### Problems
(1) Condense the paragraph of the hockey stick post that begins "Before 1999 the accepted view" into a short bulleted list that keeps its main facts.
(2) Quote everything in the hockey stick post from "The trouble is" down to "random, trendless data.".

### Source document
--- Start ---
Sunday, July 16, 2006

HOCKEY STICK HOKUM

Before 1999 the accepted view on climate change was that the world had undergone a warming period in the middle ages, followed by a mid-millennium cold spell and a subsequent warming period -- the current one. That all changed when paleoclimatologist Michael Mann's research paper eliminated the Medieval warm period from the history books. With a nice, steady temperature oscillation that persists for centuries followed by a dramatic climb over the past century, Mann's work produced the "hockey stick" graph.

The trouble is that there's no reason to believe Mann, or his "hockey stick" graph of global temperature changes. Subsequent studies have shown Mann's analysis to be less than definitive:

* In 2003, Ross McKitrick and Steven McIntyre published an article in a peer-reviewed journal showing that Mann's methodology could produce hockey sticks from even random, trendless data.

* Furthermore, in a soon to be released report by the House Energy and Commerce Committee, the three researchers -- Edward J. Wegman of George Mason University, David W. Scott of Rice University and Yasmin H. Said of Johns Hopkins University -- find that Mann's methodology is biased toward producing "hockey stick" shaped graphs.

In addition to debunking the hockey stick, Wegman goes a step further in his report, attempting to answer why Mann's mistakes were not exposed by his fellow climatologists. His conclusion is that the coterie of most frequently published climatologists is so insular and close-knit that no effective independent review of the work of Mann is likely.
--- End ---
Annotated coordinate records:
--- Start ---
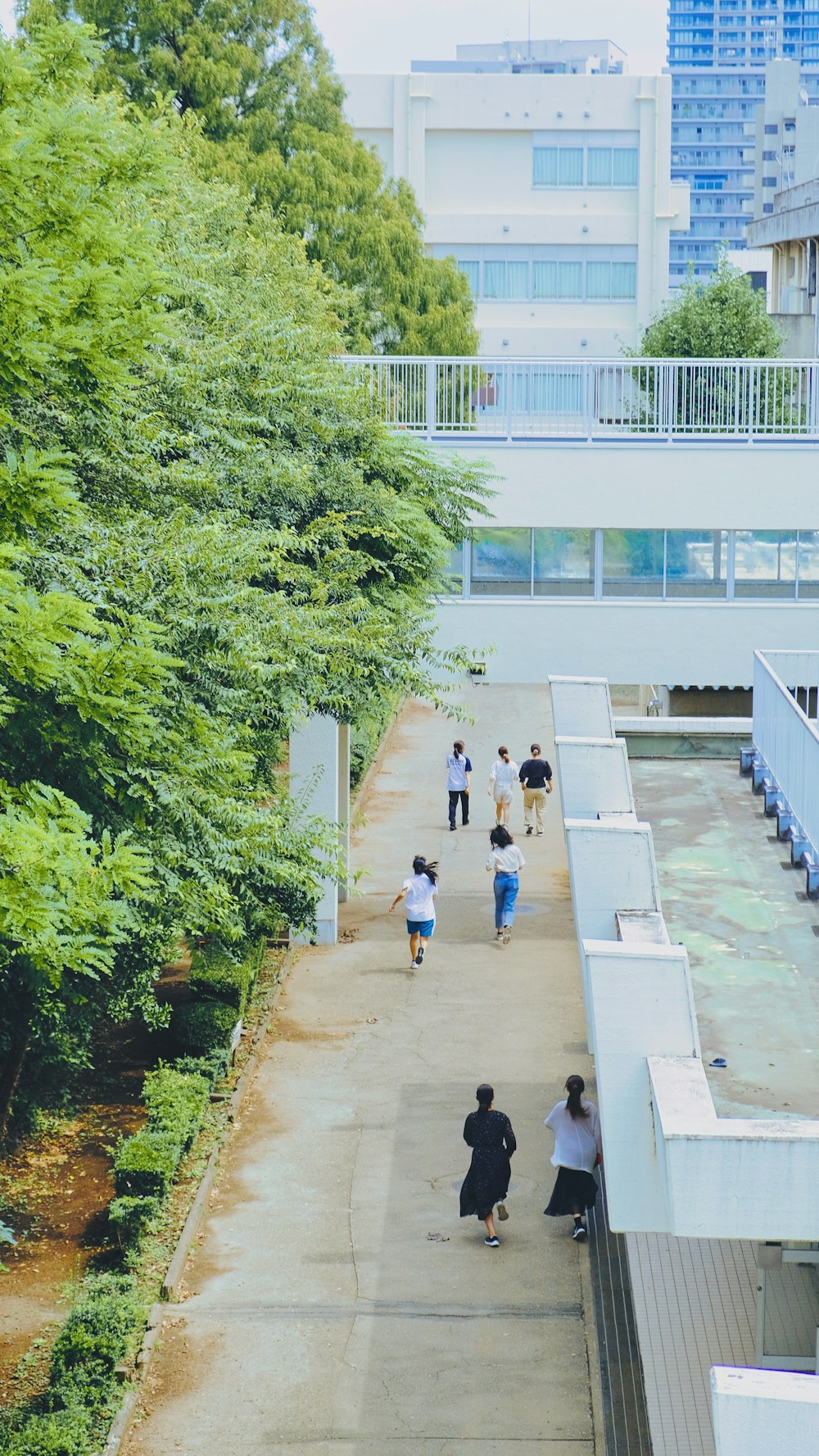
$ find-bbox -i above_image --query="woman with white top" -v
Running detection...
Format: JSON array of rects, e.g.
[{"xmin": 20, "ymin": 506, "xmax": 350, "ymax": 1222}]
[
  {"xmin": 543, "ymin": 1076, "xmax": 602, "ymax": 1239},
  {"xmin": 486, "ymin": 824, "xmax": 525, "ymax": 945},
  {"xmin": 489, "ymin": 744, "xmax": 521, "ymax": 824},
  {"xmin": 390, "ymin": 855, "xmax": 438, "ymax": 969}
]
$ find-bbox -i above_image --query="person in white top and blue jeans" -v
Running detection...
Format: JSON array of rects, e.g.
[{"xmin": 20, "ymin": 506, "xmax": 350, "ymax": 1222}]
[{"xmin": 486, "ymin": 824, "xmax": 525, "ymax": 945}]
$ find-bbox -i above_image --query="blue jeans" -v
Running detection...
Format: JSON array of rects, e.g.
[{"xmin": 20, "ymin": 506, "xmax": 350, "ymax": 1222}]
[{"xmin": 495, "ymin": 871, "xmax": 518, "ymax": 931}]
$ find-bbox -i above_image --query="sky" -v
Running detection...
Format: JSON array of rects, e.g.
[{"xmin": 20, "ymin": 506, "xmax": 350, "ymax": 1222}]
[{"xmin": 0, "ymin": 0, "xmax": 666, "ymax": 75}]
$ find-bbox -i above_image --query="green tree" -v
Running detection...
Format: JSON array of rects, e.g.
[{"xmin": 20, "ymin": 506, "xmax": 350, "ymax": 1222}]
--- End ---
### Expected results
(1)
- Before 1999, the accepted view was that the world had a medieval warming period, then a mid-millennium cold spell, then the current warming period.
- Paleoclimatologist Michael Mann's research paper changed that by eliminating the Medieval warm period.
- His work showed a steady temperature oscillation lasting centuries, followed by a dramatic climb over the past century.
- The result was the "hockey stick" graph.

(2)
The trouble is that there's no reason to believe Mann, or his "hockey stick" graph of global temperature changes. Subsequent studies have shown Mann's analysis to be less than definitive:

* In 2003, Ross McKitrick and Steven McIntyre published an article in a peer-reviewed journal showing that Mann's methodology could produce hockey sticks from even random, trendless data.